What to produce: In the records, from the line with "Practice. Indicate each instance of the distant lake" to the line with "x=988, y=469", swap "distant lake" for "mountain lake" and return only those lines, with everything else left as it is.

Provided data:
----------
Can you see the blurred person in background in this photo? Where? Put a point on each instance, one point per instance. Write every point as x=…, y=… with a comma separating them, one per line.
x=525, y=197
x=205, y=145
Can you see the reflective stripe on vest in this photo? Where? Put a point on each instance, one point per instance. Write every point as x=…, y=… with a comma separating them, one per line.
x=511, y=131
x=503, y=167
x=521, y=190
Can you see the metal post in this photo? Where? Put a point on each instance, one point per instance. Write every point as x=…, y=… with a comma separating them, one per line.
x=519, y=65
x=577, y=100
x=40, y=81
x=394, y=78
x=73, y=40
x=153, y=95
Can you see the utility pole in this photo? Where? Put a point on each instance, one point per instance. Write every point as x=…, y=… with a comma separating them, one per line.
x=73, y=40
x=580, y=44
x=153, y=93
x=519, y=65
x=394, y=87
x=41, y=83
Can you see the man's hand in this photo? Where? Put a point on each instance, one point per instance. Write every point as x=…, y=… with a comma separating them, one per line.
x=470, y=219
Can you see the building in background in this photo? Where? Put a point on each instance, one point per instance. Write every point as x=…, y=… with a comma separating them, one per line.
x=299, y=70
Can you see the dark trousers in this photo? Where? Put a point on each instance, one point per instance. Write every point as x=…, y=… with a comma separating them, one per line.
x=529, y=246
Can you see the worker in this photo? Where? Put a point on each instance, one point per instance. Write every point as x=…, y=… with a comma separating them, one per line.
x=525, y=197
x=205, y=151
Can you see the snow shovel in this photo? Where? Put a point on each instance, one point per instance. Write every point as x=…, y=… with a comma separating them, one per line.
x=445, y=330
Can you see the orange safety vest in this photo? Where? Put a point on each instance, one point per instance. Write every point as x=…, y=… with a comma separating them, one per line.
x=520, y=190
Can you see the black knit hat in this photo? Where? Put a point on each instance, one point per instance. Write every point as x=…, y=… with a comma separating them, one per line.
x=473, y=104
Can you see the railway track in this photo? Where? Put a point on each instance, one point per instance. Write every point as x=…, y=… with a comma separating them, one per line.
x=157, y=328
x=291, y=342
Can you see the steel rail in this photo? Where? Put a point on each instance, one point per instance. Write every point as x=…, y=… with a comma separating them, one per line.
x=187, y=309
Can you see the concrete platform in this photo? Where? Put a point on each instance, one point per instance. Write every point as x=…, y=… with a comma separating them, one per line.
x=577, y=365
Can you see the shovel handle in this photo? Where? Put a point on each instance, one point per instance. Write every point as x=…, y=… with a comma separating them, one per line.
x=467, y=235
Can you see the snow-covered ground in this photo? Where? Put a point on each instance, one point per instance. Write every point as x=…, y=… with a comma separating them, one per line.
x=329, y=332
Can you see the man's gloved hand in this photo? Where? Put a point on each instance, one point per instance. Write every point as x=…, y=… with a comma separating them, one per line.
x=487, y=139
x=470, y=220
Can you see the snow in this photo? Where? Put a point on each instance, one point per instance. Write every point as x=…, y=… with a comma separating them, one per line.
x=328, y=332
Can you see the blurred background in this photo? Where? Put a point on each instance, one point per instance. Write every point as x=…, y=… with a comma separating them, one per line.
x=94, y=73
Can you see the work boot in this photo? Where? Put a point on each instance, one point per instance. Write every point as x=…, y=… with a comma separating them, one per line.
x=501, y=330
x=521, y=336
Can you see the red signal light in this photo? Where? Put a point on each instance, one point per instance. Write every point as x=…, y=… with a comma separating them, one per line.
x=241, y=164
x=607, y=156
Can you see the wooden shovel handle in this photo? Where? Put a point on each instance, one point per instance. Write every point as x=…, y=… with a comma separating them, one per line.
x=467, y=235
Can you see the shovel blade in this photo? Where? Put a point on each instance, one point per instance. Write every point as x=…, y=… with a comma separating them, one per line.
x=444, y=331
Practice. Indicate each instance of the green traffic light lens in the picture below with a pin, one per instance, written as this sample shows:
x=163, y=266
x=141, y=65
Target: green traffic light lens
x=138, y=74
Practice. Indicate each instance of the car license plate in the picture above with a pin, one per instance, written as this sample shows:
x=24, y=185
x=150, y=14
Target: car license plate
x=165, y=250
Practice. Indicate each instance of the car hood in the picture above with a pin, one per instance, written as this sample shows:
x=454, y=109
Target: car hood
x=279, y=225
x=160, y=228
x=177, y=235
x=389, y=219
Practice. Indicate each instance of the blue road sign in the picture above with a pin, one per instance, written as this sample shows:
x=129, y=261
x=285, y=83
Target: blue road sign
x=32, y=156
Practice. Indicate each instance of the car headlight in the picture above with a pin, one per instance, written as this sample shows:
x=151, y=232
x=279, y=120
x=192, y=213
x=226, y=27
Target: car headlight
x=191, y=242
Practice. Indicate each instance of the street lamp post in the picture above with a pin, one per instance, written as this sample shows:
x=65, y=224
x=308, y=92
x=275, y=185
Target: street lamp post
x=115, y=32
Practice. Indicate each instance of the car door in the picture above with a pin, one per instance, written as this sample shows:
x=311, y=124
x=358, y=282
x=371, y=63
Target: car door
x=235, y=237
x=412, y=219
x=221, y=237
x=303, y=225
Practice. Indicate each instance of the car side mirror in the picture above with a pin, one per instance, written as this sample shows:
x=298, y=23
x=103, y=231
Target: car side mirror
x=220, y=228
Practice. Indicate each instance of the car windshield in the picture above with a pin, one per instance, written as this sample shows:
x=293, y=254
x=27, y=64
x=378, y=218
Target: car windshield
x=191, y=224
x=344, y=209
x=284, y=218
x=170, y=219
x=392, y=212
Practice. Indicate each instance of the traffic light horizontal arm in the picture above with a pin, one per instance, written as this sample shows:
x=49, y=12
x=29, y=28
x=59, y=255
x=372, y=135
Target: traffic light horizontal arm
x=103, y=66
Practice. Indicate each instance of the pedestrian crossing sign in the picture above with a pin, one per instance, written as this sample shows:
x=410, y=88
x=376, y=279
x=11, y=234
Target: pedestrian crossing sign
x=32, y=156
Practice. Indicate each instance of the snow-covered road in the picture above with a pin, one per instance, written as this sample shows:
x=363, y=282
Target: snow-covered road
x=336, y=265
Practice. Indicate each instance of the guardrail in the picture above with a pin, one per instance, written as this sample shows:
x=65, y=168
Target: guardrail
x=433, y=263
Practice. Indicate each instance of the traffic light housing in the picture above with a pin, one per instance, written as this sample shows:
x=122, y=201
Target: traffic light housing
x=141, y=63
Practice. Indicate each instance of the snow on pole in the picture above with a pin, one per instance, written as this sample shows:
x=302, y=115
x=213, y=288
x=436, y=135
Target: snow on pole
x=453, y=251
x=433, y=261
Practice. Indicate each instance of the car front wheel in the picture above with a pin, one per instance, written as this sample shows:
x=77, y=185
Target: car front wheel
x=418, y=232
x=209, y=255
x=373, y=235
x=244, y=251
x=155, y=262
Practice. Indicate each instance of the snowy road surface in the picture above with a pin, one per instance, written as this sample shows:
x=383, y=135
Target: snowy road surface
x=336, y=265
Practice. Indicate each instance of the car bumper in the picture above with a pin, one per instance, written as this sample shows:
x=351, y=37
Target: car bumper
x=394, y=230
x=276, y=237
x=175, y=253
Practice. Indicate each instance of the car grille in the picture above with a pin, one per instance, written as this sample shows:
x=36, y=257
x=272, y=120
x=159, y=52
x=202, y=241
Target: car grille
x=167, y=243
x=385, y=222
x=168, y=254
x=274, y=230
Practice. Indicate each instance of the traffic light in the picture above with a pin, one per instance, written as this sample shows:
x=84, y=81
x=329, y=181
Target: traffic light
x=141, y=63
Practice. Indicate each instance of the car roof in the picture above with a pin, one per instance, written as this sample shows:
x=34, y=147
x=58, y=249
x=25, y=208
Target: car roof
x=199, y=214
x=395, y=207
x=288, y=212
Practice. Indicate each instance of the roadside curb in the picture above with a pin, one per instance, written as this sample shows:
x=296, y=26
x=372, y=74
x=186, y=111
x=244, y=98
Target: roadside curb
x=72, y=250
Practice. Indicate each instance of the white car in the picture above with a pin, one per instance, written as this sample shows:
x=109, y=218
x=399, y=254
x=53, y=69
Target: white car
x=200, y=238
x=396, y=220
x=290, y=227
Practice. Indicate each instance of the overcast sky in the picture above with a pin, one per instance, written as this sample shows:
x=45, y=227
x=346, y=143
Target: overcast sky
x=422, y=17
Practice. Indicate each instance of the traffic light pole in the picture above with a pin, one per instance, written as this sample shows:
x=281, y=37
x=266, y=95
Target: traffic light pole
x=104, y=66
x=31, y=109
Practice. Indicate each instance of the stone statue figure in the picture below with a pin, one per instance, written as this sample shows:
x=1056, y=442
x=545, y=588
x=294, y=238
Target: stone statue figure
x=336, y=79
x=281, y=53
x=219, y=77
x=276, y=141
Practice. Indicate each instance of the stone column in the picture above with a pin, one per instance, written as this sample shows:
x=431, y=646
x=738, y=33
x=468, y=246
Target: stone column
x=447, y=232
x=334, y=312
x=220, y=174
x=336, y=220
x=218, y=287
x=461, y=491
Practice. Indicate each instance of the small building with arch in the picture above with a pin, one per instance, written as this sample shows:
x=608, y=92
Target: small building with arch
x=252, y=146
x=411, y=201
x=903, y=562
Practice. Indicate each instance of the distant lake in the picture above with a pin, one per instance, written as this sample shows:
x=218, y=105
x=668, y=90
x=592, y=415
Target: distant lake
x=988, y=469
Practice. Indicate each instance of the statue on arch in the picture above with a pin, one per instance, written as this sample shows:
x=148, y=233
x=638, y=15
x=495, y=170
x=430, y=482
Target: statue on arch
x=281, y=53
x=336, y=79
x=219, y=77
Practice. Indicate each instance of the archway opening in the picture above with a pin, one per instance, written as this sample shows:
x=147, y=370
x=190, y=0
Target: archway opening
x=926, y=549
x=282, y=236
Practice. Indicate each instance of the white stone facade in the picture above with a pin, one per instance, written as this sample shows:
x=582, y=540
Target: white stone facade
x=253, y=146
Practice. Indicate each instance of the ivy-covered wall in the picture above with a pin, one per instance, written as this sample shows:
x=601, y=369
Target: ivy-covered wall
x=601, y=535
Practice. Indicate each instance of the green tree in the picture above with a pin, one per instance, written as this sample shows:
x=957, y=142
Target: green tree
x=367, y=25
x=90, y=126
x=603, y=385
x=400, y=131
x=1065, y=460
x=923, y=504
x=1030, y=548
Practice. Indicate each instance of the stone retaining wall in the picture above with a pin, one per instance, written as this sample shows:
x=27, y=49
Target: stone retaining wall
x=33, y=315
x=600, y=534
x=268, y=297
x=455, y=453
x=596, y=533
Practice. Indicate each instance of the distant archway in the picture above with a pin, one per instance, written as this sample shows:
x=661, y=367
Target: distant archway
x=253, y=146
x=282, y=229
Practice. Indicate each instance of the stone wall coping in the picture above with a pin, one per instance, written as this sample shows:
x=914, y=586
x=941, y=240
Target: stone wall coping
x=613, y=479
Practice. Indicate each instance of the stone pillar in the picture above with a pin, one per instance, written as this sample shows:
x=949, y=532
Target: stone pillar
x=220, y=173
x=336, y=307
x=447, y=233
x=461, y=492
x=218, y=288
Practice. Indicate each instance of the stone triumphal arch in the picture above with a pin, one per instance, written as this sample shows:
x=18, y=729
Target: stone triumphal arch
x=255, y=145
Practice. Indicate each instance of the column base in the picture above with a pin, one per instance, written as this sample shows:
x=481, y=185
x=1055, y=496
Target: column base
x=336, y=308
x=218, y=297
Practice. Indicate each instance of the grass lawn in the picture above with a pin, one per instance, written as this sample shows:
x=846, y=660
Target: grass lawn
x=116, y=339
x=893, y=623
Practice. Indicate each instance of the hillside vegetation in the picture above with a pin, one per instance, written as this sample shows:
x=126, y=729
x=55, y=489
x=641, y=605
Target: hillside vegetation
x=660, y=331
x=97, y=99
----------
Response:
Practice. Indicate each instance of the mountain lake in the picture above with a pin, one per instance, written as this sample shows:
x=218, y=105
x=668, y=90
x=592, y=415
Target: mountain lake
x=988, y=469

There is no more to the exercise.